Photo-based referring expression data:
▽

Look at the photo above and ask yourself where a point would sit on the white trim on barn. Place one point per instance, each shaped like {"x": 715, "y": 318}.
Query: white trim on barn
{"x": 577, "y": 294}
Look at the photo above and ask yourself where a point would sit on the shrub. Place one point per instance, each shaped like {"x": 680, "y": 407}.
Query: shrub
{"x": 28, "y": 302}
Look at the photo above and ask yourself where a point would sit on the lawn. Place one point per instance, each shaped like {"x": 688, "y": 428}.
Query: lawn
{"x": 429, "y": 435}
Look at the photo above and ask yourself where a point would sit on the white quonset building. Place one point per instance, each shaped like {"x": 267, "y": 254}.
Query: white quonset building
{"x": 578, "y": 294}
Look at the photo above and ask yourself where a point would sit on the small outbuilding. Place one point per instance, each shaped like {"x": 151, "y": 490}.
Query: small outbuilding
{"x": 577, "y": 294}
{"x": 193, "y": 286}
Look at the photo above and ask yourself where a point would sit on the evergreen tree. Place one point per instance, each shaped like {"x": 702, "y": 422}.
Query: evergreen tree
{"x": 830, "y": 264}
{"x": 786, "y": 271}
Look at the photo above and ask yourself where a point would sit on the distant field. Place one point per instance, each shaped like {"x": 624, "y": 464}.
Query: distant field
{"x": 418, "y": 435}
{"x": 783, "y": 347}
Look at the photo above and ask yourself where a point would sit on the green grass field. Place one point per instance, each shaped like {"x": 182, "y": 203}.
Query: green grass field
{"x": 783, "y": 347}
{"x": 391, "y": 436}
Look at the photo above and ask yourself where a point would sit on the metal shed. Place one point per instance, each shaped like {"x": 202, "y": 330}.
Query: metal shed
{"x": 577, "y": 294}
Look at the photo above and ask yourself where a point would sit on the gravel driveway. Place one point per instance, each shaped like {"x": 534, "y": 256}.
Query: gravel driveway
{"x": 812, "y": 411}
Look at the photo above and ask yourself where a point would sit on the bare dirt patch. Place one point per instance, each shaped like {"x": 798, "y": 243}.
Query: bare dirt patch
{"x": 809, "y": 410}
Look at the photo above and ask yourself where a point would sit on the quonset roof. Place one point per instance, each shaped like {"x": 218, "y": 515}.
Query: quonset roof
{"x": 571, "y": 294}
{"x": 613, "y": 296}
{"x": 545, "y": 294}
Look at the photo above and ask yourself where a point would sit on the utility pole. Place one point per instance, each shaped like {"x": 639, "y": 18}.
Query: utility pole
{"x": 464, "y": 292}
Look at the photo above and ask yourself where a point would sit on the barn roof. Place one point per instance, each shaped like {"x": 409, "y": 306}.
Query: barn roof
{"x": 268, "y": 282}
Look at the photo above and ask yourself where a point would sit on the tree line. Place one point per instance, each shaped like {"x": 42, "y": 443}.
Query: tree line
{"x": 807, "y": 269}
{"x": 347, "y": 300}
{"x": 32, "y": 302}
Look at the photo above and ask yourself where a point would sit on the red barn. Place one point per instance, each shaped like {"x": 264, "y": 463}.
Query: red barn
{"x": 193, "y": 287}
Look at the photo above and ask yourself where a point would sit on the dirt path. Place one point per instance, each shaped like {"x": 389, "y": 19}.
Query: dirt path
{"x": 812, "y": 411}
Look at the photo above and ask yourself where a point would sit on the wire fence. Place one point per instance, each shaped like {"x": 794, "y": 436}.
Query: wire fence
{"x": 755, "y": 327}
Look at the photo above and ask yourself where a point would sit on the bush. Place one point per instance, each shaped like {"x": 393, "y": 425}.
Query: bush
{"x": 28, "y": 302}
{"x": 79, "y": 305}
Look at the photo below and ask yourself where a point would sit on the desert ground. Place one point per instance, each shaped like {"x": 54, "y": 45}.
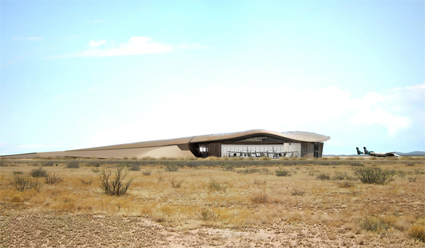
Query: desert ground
{"x": 213, "y": 203}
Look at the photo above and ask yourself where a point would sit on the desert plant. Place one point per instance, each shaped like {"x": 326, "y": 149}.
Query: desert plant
{"x": 40, "y": 172}
{"x": 297, "y": 191}
{"x": 48, "y": 163}
{"x": 417, "y": 232}
{"x": 216, "y": 185}
{"x": 134, "y": 167}
{"x": 323, "y": 177}
{"x": 73, "y": 165}
{"x": 114, "y": 186}
{"x": 171, "y": 167}
{"x": 52, "y": 178}
{"x": 207, "y": 214}
{"x": 260, "y": 182}
{"x": 176, "y": 183}
{"x": 248, "y": 171}
{"x": 372, "y": 223}
{"x": 373, "y": 175}
{"x": 282, "y": 173}
{"x": 228, "y": 167}
{"x": 22, "y": 183}
{"x": 412, "y": 179}
{"x": 346, "y": 184}
{"x": 86, "y": 182}
{"x": 260, "y": 198}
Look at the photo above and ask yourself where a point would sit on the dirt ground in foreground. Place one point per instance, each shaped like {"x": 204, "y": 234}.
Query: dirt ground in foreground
{"x": 26, "y": 229}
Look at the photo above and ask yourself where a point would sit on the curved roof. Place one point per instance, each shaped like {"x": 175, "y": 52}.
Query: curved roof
{"x": 290, "y": 136}
{"x": 286, "y": 136}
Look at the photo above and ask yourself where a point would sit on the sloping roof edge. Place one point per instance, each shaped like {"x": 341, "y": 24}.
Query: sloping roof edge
{"x": 294, "y": 136}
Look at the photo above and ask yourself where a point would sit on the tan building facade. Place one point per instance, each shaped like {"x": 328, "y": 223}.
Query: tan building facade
{"x": 251, "y": 143}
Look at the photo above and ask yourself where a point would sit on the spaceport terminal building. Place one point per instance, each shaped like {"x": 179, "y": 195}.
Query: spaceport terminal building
{"x": 251, "y": 143}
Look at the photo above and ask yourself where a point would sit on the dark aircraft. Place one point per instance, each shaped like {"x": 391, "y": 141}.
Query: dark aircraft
{"x": 376, "y": 154}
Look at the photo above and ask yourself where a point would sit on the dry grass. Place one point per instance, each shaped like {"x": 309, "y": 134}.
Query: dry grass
{"x": 255, "y": 197}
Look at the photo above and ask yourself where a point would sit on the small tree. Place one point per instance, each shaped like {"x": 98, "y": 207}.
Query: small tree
{"x": 373, "y": 175}
{"x": 114, "y": 186}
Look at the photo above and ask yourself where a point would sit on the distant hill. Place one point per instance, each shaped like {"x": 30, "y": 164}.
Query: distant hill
{"x": 415, "y": 153}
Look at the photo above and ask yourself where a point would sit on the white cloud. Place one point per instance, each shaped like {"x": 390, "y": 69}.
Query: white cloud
{"x": 97, "y": 43}
{"x": 379, "y": 116}
{"x": 95, "y": 21}
{"x": 28, "y": 38}
{"x": 135, "y": 46}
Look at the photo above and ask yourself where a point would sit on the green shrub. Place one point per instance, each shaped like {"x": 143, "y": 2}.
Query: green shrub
{"x": 375, "y": 224}
{"x": 413, "y": 179}
{"x": 115, "y": 186}
{"x": 373, "y": 175}
{"x": 228, "y": 167}
{"x": 176, "y": 183}
{"x": 297, "y": 191}
{"x": 73, "y": 165}
{"x": 323, "y": 177}
{"x": 134, "y": 167}
{"x": 171, "y": 167}
{"x": 22, "y": 183}
{"x": 217, "y": 186}
{"x": 40, "y": 172}
{"x": 52, "y": 178}
{"x": 248, "y": 171}
{"x": 346, "y": 184}
{"x": 282, "y": 173}
{"x": 417, "y": 232}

△

Work required: Please reproduce the lines from the line with "Query: barn roof" to the line with "on the wire", both ends included, exactly as they appear above.

Reply to the exercise:
Query: barn roof
{"x": 268, "y": 282}
Look at the photo above and ask yourself where a point would sit on the tree line. Place one point per instance, each shaped like {"x": 42, "y": 443}.
Query: tree line
{"x": 807, "y": 269}
{"x": 347, "y": 300}
{"x": 32, "y": 302}
Look at the photo above and ask yourself where a point would sit on the red barn. Place one point per instance, each shaped like {"x": 264, "y": 463}.
Query: red barn
{"x": 193, "y": 287}
Look at the photo above and ask yourself where a point would sit on the dirt path. Place one point per instance, each shaped like {"x": 389, "y": 19}.
Query: dirt path
{"x": 812, "y": 411}
Look at the photo above and ask yourself where a point would sit on the wire fence. Place one point per instance, each shaped like {"x": 794, "y": 436}.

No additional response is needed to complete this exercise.